Pointing dataset records
####################
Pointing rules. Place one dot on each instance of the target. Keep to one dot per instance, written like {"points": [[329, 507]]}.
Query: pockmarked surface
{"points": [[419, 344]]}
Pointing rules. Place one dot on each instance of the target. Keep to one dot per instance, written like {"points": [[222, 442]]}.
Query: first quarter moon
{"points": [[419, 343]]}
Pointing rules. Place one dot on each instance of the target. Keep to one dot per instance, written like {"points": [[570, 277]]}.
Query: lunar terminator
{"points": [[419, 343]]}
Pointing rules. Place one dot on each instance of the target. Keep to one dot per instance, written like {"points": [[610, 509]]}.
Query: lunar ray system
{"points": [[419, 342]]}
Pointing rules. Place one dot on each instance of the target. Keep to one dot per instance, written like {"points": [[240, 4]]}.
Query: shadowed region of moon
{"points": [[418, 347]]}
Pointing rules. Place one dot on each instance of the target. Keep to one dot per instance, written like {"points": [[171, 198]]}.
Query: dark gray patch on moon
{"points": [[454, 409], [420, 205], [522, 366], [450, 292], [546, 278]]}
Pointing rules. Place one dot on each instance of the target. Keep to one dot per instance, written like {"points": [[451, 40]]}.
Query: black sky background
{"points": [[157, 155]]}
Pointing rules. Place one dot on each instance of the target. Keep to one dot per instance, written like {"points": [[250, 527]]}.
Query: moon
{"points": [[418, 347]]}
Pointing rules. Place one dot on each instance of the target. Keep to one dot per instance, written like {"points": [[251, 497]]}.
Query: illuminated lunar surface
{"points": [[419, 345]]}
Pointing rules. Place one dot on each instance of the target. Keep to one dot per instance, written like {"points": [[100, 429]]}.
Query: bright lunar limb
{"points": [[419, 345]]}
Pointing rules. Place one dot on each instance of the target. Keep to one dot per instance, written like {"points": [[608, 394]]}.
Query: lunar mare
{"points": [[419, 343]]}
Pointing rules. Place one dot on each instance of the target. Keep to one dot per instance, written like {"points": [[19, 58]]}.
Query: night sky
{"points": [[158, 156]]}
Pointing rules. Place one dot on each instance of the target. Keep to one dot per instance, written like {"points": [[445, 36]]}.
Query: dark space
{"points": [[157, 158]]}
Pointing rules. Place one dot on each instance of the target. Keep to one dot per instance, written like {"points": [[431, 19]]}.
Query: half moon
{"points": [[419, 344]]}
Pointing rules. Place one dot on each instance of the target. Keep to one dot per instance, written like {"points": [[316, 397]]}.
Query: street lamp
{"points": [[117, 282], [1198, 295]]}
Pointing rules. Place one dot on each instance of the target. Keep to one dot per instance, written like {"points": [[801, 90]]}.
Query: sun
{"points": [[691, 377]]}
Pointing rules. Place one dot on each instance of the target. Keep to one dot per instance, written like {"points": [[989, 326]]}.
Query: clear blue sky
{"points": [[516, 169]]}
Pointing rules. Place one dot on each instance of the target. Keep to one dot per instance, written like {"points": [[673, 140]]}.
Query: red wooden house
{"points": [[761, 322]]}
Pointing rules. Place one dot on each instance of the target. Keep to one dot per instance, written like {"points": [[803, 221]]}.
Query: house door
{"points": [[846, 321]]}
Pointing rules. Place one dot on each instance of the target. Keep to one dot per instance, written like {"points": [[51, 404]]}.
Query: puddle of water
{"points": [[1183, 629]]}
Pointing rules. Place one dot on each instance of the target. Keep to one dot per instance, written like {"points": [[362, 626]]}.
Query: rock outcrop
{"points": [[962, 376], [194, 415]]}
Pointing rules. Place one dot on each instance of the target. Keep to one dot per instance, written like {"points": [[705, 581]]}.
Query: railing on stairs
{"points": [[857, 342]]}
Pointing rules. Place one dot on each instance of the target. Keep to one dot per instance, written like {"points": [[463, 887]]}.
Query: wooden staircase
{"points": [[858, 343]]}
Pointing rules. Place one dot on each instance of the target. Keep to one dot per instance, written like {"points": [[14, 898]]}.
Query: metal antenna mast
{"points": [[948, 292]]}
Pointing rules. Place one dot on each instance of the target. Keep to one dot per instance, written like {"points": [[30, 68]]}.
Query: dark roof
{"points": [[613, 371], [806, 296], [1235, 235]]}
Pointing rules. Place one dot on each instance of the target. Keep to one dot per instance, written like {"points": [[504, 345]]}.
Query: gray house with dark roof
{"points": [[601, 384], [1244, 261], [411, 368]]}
####################
[WHAT NEEDS TO BE DONE]
Please repeat all the records above exactly as they appear.

[ANSWER IN FULL]
Pointing rules. Place one dot on each instance of the target. Keep to one dot per instance, written like {"points": [[329, 507]]}.
Query: pockmarked surface
{"points": [[419, 344]]}
Pointing rules. Place one dot on each instance of the target. Keep to one dot per instance, written like {"points": [[222, 442]]}.
Query: first quarter moon
{"points": [[419, 343]]}
Pointing rules. Place one dot on each instance of the target. Keep to one dot per instance, written like {"points": [[570, 277]]}.
Query: lunar terminator
{"points": [[419, 343]]}
Pointing rules. Place one dot on each instance of the target. Keep to one dot per instance, written like {"points": [[610, 509]]}.
Query: lunar ray system
{"points": [[419, 342]]}
Pointing rules. Place one dot on each instance of the target. Keep to one dot per instance, written like {"points": [[240, 4]]}.
Query: shadowed region of moon
{"points": [[418, 347]]}
Pointing rules. Place one dot on each instance of the target. Keep to one dot per instance, written like {"points": [[171, 198]]}.
Query: dark gray patch on moon
{"points": [[454, 409], [420, 205], [522, 366], [450, 292], [546, 278]]}
Pointing rules. Place one dot on each instance of the target. Keep to one dot per instance, written like {"points": [[451, 40]]}.
Query: black sky background
{"points": [[157, 155]]}
Pointing rules. Place one dot on each instance of the target. Keep to one dot per instance, written like {"points": [[250, 527]]}.
Query: moon
{"points": [[418, 347]]}
Pointing rules. Place one dot on each instance of the target. Keep to one dot per instance, written like {"points": [[251, 497]]}.
Query: illuminated lunar surface
{"points": [[419, 345]]}
Pointing rules. Place one dot on each instance of the target. Keep to one dot per instance, written like {"points": [[100, 429]]}.
Query: bright lunar limb
{"points": [[419, 345]]}
Pointing rules. Place one dot on each instance of the target. Keep to one dot per instance, written like {"points": [[608, 394]]}.
Query: lunar mare
{"points": [[419, 343]]}
Pointing rules. Place one dot on each instance of the target. Keep to one dot per instance, written like {"points": [[19, 58]]}.
Query: night sky
{"points": [[158, 156]]}
Pointing rules. Place one dot on each instance of the target. Keep to one dot per instance, written like {"points": [[445, 36]]}.
Query: dark space
{"points": [[157, 158]]}
Pointing rules. Place one dot on each instance of the target. Keep to one dot per instance, written like {"points": [[431, 19]]}.
Query: half moon
{"points": [[419, 344]]}
Pointing rules. Place one dot on each instance of the target. Keep to one dot per instance, written like {"points": [[316, 397]]}.
Query: street lamp
{"points": [[117, 282], [1198, 295]]}
Pointing rules. Place one dot on each instance of the target. Keep to one dot per instance, written like {"points": [[801, 90]]}.
Query: sun
{"points": [[691, 377]]}
Pointing rules. Place one dot on each instance of the target. Keep to one dot per instance, written like {"points": [[989, 326]]}.
Query: clear blue sky
{"points": [[516, 169]]}
Pointing rules. Place one dot on each instance of the target. Keep to one dot per instance, written like {"points": [[673, 140]]}.
Query: red wooden house
{"points": [[761, 322]]}
Pointing rules. Place one dot on each instance of the target. Keep to one dot per instance, written like {"points": [[803, 221]]}.
Query: house door
{"points": [[846, 321]]}
Pointing rules. Place one dot on each instance of the target. Keep to one dot per instance, written like {"points": [[51, 404]]}.
Query: puddle of water
{"points": [[1183, 629]]}
Pointing rules. Place one dot on each instance of the target. Keep to one dot per instance, written like {"points": [[362, 626]]}.
Query: rock outcrop
{"points": [[962, 376], [194, 415]]}
Pointing rules. Place one dot on each instance of the target. Keep to one dot per instance, written like {"points": [[705, 581]]}.
Query: railing on stairs
{"points": [[857, 342]]}
Pointing rules. Place one dot on each instance of the target. Keep to one dot per instance, written like {"points": [[463, 887]]}.
Query: wooden staircase
{"points": [[858, 343]]}
Pointing rules. Place one dot on each instance of the target. Keep to one dot per instance, written like {"points": [[14, 898]]}.
Query: metal antenna mast
{"points": [[948, 292]]}
Pointing rules. Place one dot on each instance of the target. Keep to one dot per instance, written like {"points": [[30, 68]]}.
Query: dark roof
{"points": [[613, 371], [806, 296], [1235, 235]]}
Pointing rules. Place one dot on each instance of the target. Keep to one dot per instance, written like {"points": [[504, 345]]}.
Query: gray house with dark roof
{"points": [[601, 384], [1244, 261], [411, 368]]}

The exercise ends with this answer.